● **Source material**:
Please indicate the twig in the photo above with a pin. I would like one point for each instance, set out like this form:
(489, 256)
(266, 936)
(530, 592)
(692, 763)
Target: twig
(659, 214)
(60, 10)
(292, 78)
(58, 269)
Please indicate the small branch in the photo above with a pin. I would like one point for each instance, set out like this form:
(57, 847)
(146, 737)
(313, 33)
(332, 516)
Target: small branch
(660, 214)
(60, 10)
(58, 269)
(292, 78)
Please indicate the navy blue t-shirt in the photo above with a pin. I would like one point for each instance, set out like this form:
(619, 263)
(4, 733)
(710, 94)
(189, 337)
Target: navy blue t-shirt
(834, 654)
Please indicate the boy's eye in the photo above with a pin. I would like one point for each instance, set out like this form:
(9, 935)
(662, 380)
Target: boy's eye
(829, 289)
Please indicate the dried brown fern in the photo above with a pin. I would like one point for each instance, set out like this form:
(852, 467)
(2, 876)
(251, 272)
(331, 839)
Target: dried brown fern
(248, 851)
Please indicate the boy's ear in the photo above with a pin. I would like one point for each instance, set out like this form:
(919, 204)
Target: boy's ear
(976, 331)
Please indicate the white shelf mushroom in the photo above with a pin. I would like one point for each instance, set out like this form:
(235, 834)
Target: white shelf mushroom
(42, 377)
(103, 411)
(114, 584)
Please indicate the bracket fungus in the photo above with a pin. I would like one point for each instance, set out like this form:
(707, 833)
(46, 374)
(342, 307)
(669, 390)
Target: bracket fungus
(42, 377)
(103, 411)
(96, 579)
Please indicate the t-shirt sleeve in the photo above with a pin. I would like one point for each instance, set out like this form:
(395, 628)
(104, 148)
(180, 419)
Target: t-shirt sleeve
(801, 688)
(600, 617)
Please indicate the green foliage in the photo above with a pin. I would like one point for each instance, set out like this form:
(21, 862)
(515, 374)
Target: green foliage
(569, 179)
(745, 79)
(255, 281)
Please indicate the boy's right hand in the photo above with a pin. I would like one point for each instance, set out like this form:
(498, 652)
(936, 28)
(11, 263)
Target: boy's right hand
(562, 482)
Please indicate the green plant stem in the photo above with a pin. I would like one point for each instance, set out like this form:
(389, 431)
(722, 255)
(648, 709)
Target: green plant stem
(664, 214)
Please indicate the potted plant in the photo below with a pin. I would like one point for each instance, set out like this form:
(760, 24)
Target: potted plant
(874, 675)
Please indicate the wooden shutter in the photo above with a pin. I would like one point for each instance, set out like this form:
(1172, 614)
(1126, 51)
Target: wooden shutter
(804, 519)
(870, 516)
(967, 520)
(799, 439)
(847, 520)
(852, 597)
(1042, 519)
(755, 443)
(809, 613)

● **Directions**: Return every line of the items above as a JSON list of strings, one string per line, leaving out any blank lines.

● **Output of the exercise**:
[
  "Please indicate the twig in the photo above with a pin. I would like one point for each instance, set out like this form:",
  "(489, 256)",
  "(266, 936)",
  "(530, 592)",
  "(692, 763)",
  "Target: twig",
  "(659, 214)",
  "(60, 10)",
  "(292, 78)",
  "(58, 269)",
  "Please indicate the small branch in the photo above with a pin. I would like one point for each instance, set out like this form:",
  "(57, 847)",
  "(146, 737)",
  "(313, 33)",
  "(332, 516)",
  "Target: small branch",
  "(660, 214)",
  "(60, 10)",
  "(58, 269)",
  "(292, 78)",
  "Please indicate the navy blue t-shirt in the photo above with a pin. I would like one point for each instance, set out like this form:",
  "(619, 263)",
  "(4, 733)",
  "(710, 94)",
  "(189, 337)",
  "Target: navy blue t-shirt",
  "(834, 654)",
  "Please indicate the boy's eye in the photo above with a pin. I would like one point for each instance, set out like this form:",
  "(9, 935)",
  "(662, 380)",
  "Target: boy's eye",
  "(829, 289)",
  "Please indicate the dried brown fern in the photo above with a pin. I would like one point for each instance, set out like this form:",
  "(852, 467)",
  "(2, 876)",
  "(251, 272)",
  "(331, 839)",
  "Target: dried brown fern",
  "(248, 851)",
  "Please indicate the boy's ear in the photo above with a pin. I would like one point for each instance, set out like this form:",
  "(919, 204)",
  "Target: boy's ear",
  "(976, 331)",
  "Please indicate the white shelf mushroom in the photo above with a pin. I would like one point for each instance, set out like this form:",
  "(235, 834)",
  "Target: white shelf mushroom",
  "(42, 377)",
  "(103, 411)",
  "(114, 584)",
  "Please indicate the bracket fungus in the photo above with a pin. I would like one point for each instance, set out like this form:",
  "(707, 833)",
  "(46, 374)",
  "(342, 307)",
  "(669, 390)",
  "Target: bracket fungus",
  "(42, 377)",
  "(103, 411)",
  "(96, 579)",
  "Please indicate the t-shirt sleeve in the photo above with a pin. I would like one point for each instance, set out like this form:",
  "(395, 628)",
  "(104, 148)",
  "(180, 419)",
  "Target: t-shirt sleeve",
  "(801, 688)",
  "(600, 617)",
  "Please indicate the green foliage in the photo above with a pin. I would like one point for each instance, set out like this form:",
  "(21, 862)",
  "(515, 374)",
  "Target: green foliage",
  "(569, 179)",
  "(745, 79)",
  "(255, 281)",
  "Please indicate the boy's right hand in the photo above with a pin. I would like one point for each instance, set out like this form:",
  "(498, 652)",
  "(936, 28)",
  "(11, 263)",
  "Target: boy's right hand",
  "(562, 482)",
  "Please indicate the green plant stem in the photo above with a pin. I would like one point for each instance, set out like this form:",
  "(389, 431)",
  "(722, 255)",
  "(648, 709)",
  "Target: green plant stem",
  "(664, 214)",
  "Please indicate the potted plant in the photo below with a pin. I would like one point for each instance, set out like this form:",
  "(760, 24)",
  "Target: potted plant",
  "(874, 675)",
  "Please indicate the wooden shutter in the photo above with a pin. I would like one point for each instance, set out like this form:",
  "(1172, 614)",
  "(1126, 51)",
  "Target: wooden shutter",
  "(804, 519)",
  "(870, 516)",
  "(967, 520)",
  "(799, 439)",
  "(847, 520)",
  "(852, 597)",
  "(1042, 519)",
  "(755, 443)",
  "(809, 613)"
]